● **Texto proporcionado**:
El helicóptero con el periodista y el familiar abordo descendió en una zona neutral del municipio de San Juan Copala y, a partir de allí, los comandantes responsables del operativo se trasladaron hasta la población de La Sabana, en donde negociaron con el líder Rufino Juárez que permitiera la búsqueda de los dos reporteros.
El convoy de policías y los dos civiles se trasladaron hasta el lugar donde fue la emboscada y perdieron la vida dos personas y otras cinco resultaron heridas. A partir de allí, David Cilia Olmos y Miguel Badillo entraron solos al monte en busca de los desaparecidos, quienes llevaban más de 50 horas escondidos entre árboles y arbustos.
Molesto por la presencia de intrusos, el líder de la Ubisort, Rufino Juárez, propuso a los policías que 30 mujeres triquis los acompañaran en la búsqueda, pero David Cilia padre rechazó el ofrecimiento, pues eran habitantes del mismo pueblo en donde se había cometido la agresión.
El sol caía y su luz cada minuto que pasaba era más tenue. Después de tres horas de la primera incursión de rescate, la búsqueda fue infructuosa. Llegó la noche y las órdenes de los policías fueron suspender el operativo y retirarse del lugar. Para convencer de suspender la búsqueda, el comandante a cargo prometía regresar al siguiente día para continuar. Pero Cilia y Badillo habían decidido no retirarse del lugar hasta dar con los periodistas y así se lo hicieron saber. Eso discutían con los comandantes cuando un indígena se acercó al convoy policiaco y alertó de que el reportero David Cilia se había comunicado con un radio portátil pidiendo ayuda y decía que no abandonaran la búsqueda, que él y Érika se arrastraban por el monte hacia la carretera en donde veían a lo lejos las luces de las patrullas.

● **Qué hacer**:
a) Según el texto, ¿cuántas mujeres triquis propuso Rufino Juárez que acompañaran a los policías en la búsqueda?
b) Por favor, devuelve tal cual el fragmento del texto que comienza en "El helicóptero con" y termina en "los dos reporteros.".

● **Los datos**:
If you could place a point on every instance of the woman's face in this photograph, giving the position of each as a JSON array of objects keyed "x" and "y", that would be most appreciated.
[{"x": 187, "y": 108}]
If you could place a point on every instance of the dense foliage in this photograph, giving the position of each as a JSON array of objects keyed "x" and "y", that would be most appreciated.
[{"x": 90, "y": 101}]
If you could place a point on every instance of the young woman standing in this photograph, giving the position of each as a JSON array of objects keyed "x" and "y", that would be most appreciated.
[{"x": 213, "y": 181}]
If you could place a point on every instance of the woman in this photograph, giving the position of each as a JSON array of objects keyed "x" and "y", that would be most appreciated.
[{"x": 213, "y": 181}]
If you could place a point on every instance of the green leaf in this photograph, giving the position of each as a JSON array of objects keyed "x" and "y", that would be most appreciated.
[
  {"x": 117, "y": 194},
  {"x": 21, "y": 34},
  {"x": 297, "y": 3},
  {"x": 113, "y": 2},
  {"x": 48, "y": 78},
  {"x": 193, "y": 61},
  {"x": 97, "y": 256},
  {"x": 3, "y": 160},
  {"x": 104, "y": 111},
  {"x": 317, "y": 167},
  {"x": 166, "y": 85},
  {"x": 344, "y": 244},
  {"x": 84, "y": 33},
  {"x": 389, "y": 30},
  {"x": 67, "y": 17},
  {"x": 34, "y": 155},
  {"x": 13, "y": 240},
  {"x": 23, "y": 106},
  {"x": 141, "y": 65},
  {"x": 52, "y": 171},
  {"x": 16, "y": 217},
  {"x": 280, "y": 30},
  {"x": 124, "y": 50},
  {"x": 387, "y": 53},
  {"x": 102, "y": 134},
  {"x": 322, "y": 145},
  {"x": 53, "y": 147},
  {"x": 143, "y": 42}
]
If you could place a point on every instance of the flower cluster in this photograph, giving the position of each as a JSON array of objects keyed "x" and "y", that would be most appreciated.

● **Respuestas en orden**:
a) 30 mujeres triquis.

b)
El helicóptero con el periodista y el familiar abordo descendió en una zona neutral del municipio de San Juan Copala y, a partir de allí, los comandantes responsables del operativo se trasladaron hasta la población de La Sabana, en donde negociaron con el líder Rufino Juárez que permitiera la búsqueda de los dos reporteros.